_Complete the following_.
a - List every date heading under the timeline in the Adriana Smith text, in order.
b - Resume the Adriana Smith timeline after its last sentence shown and carry the account forward.

_Given passage_.
________________________________________

How a Headache Became a National Crisis
The Adriana Smith Timeline: From First Symptoms to Forced Life Support and a Baby Born Too Soon
Adriana Smith was 30 years old. A nurse. A mother. And newly pregnant when she began experiencing a sudden, unrelenting headache in early February 2025.
She knew something wasn’t right.
She sought help. Twice.
She was discharged. Twice.
By the time she was taken seriously, it was already too late.
What followed wasn’t just a medical tragedy—it became a legal and ethical nightmare. One that ended with a premature birth, a grieving family, and a nation grappling with the consequences of post-Roe politics.
Here’s how it unfolded.
📅 Adriana Smith Timeline: February – June 2025
Early February 2025
Adriana, approximately 8–9 weeks pregnant, experiences a severe headache and seeks emergency care at Northside Hospital in Atlanta. She is discharged without any imaging or neurological evaluation. According to her family, this was the first of two hospitals that sent her home despite her severe symptoms .
Key moment: No CT scan or MRI is performed. She’s sent home with medication.
February 18, 2025
The day after her initial ER visit, Adriana is found “gasping for air in her sleep.” Her family calls 911. She is taken by ambulance to Emory University Hospital Midtown.
A CT scan reveals extensive blood clots in her brain.
Despite medical intervention, she suffers catastrophic brain injury. Within 24 hours, she is declared brain dead.
Key moment: Adriana is legally dead. But because she is pregnant, the hospital informs the family she will be kept on life support.
February – May 2025
Adriana’s body is maintained on somatic support—machines keeping her heart and organs functioning—to preserve the pregnancy.
Doctors inform her family that under Georgia’s abortion law (the LIFE Act), they have no say in withdrawing care. The fetus is considered a separate patient with legal rights.

________________________________________

_Material shown_.
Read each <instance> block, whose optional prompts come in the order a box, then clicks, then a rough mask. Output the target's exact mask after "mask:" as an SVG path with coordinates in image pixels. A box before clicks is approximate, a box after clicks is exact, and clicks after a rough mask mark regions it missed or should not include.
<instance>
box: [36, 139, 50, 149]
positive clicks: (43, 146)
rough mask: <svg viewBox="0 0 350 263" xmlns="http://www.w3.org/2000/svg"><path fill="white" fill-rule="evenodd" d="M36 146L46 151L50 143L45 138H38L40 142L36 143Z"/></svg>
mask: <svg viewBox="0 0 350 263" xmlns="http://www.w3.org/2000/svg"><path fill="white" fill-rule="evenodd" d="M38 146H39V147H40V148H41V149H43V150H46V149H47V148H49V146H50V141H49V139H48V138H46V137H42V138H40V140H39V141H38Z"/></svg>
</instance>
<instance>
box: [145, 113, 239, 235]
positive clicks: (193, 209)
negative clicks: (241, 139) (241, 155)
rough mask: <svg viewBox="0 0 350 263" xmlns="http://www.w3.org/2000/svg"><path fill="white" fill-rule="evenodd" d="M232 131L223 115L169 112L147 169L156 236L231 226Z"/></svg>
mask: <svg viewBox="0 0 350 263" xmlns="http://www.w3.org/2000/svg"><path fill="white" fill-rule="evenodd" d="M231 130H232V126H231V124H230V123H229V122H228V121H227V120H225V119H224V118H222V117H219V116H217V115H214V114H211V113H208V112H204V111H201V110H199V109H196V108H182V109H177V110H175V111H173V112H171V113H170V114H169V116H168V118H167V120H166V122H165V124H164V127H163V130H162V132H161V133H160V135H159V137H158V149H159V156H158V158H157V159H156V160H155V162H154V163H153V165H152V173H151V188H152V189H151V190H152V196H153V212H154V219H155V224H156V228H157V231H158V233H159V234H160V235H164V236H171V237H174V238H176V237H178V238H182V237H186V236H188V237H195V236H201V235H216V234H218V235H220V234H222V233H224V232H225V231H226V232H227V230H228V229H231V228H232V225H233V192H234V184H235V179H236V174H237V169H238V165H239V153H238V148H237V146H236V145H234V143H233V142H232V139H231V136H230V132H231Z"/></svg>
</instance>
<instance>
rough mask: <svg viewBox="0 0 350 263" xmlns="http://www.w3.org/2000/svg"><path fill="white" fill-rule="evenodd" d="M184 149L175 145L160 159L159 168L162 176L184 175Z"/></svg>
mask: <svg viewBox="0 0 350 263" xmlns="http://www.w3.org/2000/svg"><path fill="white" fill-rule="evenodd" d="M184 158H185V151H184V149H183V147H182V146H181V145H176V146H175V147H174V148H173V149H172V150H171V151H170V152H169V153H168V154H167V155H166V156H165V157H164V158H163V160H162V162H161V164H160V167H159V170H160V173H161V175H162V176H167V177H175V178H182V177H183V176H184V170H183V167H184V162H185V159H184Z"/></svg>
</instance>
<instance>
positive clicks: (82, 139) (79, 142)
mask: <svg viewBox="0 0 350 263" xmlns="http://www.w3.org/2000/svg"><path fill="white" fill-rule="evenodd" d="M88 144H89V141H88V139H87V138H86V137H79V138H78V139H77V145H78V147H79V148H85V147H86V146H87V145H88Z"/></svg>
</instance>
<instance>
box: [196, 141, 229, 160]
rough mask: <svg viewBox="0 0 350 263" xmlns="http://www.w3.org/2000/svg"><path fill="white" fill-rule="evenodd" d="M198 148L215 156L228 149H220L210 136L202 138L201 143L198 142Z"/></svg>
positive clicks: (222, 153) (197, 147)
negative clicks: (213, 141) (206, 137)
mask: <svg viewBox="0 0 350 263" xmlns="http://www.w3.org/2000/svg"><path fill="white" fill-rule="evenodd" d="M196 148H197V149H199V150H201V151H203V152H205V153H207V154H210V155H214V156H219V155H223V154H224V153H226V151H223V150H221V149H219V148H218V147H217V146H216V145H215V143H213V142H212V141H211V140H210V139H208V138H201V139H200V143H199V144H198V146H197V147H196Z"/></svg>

________________________________________

_Replies_.
a -
Early February 2025
February 18, 2025
February – May 2025

b -
Key moment: Adriana remains on life support for months, not because she can recover, but because she is pregnant.
Her family is devastated. Her mother, April Newkirk, says:
“We wanted the baby. But the decision should’ve been left to us—not the state.”
Mid-May 2025
The pregnancy reaches approximately 22 weeks. The case becomes public, igniting national outcry over Georgia’s abortion restrictions, fetal personhood, and maternal consent.
Some legal experts argue that the law doesn’t actually require what’s happening. Georgia’s Attorney General issues a statement suggesting the hospital may be misinterpreting the statute. But Emory Hospital declines to withdraw support.
Key moment: Public debate escalates. The law’s ambiguity traps Adriana’s body in a legal limbo.
June 13, 2025
At around 25 weeks gestation, Adriana undergoes an emergency C-section. Her son, Chance, is born weighing just 1 lb 13 oz (≈822 grams).
Immediately after delivery, Adriana is removed from life support and allowed to pass.
Key moment: A premature baby is delivered. A dead woman is finally allowed to die.
Mid-June 2025 (Post-Delivery)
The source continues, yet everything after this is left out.